Brief: Reproduce nothing but the closing run of lines: the line with "Task: place one keypoint per instance of the turquoise" and each line that follows it to the end of the data.

Excerpted records:
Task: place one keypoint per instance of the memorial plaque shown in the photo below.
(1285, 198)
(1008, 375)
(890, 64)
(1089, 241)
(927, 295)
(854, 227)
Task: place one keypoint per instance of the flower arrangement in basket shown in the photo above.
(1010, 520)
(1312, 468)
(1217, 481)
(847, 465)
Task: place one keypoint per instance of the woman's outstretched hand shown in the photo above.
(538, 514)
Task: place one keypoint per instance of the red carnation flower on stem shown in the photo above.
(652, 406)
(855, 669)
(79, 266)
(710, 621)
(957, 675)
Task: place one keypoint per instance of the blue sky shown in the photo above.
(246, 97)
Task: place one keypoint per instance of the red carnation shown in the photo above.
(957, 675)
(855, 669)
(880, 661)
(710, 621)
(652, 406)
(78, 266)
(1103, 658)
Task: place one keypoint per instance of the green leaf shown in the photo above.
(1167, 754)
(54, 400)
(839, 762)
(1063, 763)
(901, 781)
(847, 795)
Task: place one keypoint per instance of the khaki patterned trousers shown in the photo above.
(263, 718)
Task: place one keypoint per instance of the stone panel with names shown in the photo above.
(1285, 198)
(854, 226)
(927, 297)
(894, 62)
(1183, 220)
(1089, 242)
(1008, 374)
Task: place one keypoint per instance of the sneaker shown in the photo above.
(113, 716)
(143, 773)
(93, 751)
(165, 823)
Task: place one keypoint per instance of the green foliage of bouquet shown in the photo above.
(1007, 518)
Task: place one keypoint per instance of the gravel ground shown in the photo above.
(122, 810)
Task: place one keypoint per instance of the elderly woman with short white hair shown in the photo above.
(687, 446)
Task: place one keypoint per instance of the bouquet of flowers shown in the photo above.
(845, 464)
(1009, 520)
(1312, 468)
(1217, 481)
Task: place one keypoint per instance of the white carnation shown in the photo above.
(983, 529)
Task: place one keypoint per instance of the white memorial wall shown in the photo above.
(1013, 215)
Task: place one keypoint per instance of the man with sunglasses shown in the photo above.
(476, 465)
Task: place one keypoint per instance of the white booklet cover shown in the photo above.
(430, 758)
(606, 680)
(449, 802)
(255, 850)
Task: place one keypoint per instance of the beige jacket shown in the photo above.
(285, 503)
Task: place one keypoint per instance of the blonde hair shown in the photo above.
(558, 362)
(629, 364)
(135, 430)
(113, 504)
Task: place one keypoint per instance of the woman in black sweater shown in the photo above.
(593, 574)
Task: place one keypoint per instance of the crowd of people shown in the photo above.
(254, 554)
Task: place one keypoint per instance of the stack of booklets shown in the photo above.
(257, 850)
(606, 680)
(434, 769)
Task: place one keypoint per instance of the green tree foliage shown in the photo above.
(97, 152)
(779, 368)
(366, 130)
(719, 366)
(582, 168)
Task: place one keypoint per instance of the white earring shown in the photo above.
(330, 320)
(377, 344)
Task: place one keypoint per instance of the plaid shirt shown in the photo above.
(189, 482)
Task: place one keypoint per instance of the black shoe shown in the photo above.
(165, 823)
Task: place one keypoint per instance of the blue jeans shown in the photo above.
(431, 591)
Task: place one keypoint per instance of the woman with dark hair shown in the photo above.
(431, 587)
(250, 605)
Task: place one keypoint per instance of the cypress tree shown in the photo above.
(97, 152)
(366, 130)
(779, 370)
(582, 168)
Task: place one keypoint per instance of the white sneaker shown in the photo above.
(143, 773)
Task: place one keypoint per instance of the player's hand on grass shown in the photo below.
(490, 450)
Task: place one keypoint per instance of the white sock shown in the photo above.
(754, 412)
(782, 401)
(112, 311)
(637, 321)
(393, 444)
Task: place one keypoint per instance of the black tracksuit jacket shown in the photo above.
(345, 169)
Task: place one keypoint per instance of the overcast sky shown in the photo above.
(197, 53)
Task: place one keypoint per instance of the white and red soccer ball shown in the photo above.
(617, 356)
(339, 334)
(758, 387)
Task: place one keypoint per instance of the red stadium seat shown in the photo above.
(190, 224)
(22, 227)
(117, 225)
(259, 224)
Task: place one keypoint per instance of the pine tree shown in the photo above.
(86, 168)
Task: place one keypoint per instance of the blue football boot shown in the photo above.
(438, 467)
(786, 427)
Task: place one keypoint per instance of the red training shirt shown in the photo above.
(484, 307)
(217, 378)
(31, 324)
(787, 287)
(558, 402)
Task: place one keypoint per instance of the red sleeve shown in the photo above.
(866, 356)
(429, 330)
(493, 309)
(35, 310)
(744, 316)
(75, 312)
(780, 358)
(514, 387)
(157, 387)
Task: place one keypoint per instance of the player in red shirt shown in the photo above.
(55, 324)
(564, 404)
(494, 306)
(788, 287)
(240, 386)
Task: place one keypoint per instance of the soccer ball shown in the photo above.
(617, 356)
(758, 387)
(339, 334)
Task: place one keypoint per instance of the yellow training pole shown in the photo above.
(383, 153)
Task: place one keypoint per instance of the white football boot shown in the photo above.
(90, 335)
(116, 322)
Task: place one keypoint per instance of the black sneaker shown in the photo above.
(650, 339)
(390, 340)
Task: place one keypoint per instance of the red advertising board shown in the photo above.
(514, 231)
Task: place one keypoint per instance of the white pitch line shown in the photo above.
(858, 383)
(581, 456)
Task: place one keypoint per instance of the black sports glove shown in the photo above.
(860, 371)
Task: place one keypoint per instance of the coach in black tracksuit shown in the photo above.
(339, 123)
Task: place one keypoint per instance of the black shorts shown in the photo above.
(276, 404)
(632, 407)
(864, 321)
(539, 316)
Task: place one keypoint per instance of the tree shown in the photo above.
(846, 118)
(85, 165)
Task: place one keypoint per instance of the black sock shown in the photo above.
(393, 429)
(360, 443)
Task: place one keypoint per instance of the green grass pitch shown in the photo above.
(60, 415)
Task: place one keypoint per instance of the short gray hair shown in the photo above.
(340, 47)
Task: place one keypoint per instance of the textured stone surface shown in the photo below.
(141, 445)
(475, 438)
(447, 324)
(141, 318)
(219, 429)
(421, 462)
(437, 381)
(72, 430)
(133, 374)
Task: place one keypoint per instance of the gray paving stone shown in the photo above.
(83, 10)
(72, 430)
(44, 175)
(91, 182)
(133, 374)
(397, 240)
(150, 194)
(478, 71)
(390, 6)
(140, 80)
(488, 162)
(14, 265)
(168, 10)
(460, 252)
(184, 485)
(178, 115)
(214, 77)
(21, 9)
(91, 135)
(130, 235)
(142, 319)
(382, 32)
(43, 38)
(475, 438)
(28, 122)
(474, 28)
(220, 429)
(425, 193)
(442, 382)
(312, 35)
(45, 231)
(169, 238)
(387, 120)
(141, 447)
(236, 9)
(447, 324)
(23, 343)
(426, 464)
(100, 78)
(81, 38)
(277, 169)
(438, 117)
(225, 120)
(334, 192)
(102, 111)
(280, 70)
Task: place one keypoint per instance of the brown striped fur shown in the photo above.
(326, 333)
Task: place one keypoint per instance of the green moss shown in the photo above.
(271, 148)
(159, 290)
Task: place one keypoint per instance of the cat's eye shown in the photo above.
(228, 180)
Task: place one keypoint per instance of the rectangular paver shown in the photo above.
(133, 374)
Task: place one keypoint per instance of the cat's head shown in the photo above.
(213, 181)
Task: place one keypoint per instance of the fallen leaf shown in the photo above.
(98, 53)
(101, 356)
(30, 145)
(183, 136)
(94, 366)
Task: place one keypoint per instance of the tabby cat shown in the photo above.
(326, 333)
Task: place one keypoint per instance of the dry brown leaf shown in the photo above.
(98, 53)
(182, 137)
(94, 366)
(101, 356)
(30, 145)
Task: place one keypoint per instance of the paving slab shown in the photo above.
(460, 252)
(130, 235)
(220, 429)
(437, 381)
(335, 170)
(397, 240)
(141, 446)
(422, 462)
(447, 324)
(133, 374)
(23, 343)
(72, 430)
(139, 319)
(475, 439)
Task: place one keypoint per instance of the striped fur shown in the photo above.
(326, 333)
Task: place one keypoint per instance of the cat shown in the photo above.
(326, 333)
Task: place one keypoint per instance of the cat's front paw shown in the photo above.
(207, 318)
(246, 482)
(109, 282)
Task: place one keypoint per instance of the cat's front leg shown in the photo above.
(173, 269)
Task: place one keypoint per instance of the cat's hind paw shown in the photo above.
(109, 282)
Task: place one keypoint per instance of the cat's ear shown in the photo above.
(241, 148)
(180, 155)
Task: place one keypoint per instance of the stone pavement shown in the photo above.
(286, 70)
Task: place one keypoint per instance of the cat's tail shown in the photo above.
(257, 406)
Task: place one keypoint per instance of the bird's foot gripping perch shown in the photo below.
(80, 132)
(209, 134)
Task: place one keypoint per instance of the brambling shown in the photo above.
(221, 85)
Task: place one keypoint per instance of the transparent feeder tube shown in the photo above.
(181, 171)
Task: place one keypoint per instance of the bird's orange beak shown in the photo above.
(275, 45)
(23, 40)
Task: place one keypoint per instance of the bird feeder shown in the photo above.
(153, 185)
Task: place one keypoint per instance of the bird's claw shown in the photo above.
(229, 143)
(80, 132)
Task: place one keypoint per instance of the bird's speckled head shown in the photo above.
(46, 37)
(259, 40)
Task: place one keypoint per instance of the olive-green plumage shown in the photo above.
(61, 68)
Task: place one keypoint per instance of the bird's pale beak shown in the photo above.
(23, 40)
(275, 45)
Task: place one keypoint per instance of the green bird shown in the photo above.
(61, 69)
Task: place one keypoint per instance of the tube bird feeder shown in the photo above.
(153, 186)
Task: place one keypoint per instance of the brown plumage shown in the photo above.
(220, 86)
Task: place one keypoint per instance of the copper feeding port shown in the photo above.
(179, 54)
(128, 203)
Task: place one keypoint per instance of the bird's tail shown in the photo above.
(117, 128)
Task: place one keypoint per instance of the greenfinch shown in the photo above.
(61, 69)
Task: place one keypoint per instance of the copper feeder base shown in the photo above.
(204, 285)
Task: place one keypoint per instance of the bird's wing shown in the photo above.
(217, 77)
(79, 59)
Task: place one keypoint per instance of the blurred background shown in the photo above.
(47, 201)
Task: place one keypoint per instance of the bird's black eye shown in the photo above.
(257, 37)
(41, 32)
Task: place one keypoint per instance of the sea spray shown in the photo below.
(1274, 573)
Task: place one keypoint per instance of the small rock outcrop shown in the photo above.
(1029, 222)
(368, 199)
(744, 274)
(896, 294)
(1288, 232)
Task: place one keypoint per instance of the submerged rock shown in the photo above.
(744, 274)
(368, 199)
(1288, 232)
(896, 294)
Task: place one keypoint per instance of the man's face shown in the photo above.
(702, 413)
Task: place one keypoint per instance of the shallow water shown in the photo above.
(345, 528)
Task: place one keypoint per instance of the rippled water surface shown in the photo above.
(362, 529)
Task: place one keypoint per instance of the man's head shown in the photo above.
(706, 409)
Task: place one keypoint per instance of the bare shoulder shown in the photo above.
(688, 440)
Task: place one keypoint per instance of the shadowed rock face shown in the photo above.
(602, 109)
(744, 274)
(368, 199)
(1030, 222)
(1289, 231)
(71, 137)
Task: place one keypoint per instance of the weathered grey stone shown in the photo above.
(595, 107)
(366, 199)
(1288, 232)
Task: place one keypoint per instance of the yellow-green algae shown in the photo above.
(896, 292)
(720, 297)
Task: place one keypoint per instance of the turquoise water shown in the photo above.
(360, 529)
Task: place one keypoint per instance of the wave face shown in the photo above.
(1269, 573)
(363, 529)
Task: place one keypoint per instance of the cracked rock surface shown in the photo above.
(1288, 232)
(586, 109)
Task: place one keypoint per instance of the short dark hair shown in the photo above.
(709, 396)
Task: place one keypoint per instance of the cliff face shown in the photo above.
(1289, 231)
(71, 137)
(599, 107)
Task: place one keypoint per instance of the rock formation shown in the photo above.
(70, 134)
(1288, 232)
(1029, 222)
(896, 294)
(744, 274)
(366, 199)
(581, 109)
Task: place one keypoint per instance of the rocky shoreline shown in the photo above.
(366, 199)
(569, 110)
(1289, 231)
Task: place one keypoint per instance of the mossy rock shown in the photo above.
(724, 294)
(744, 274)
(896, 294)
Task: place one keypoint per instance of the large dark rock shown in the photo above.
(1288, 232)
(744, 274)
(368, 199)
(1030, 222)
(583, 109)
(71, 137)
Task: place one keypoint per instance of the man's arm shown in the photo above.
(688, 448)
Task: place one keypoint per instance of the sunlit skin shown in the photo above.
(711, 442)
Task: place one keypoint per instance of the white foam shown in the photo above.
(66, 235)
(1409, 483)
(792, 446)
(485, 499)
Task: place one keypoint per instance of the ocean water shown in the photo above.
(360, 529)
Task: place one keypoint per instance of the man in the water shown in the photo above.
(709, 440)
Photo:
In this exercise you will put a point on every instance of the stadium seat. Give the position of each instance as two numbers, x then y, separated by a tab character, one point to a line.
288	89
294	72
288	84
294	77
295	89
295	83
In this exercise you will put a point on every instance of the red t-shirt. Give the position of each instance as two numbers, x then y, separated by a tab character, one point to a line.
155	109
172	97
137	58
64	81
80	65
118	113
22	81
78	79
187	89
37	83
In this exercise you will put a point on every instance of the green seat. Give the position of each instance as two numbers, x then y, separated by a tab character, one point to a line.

Result for this exercise:
Task: place one keypoint per instance of the turquoise water shown in the photo above.
(360, 529)
Task: place one keypoint per instance of the wave face shown in the photo above.
(1269, 573)
(363, 529)
Task: place one keypoint per instance of the cracked rock surface shown in the photo above.
(1288, 232)
(586, 109)
Task: place one keypoint per instance of the short dark hair shown in the photo above.
(709, 396)
Task: place one keypoint per instance of the cliff face shown in the photo above.
(1289, 231)
(71, 137)
(599, 107)
Task: place one keypoint per instance of the rock formation shown in the photo above.
(70, 134)
(1288, 232)
(1029, 222)
(896, 294)
(744, 274)
(366, 199)
(581, 109)
Task: place one keypoint per instance of the rocky shoreline shown in the photo above.
(366, 199)
(569, 110)
(1289, 231)
Task: place one keypoint per instance of the mossy rock shown in the photo above.
(724, 294)
(744, 274)
(896, 294)
Task: place one keypoint per instance of the large dark rock shown in the photo above.
(1288, 232)
(744, 274)
(368, 199)
(1030, 222)
(583, 109)
(71, 137)
Task: place one keypoint per instance of the man's arm shown in the photo above.
(688, 448)
Task: place one keypoint per instance of the sunlit skin shown in the photo above.
(711, 442)
Task: place one keypoint per instance of the white foam shown in the photo above.
(66, 235)
(1409, 483)
(792, 446)
(485, 499)
Task: place one keypoint per instance of the ocean water shown in the photo above.
(360, 529)
Task: place one keypoint per instance of the man in the water shown in the photo above.
(709, 440)
Photo:
In this exercise you will put a point on every instance of the stadium seat. Give the position of each instance as two numbers, x then y, separated by a tab character, one point to a line.
288	89
294	72
288	84
294	77
295	89
295	83
In this exercise you will put a point on every instance of the red t-shirt. Give the position of each instance as two numbers, x then y, separated by a tab character, one point to a line.
155	109
172	97
137	58
64	81
80	65
118	113
22	81
78	79
187	89
37	83
In this exercise you will put a point on every instance of the green seat. Give the position of each instance as two numbers, x then y, separated by a tab character, one point to a line.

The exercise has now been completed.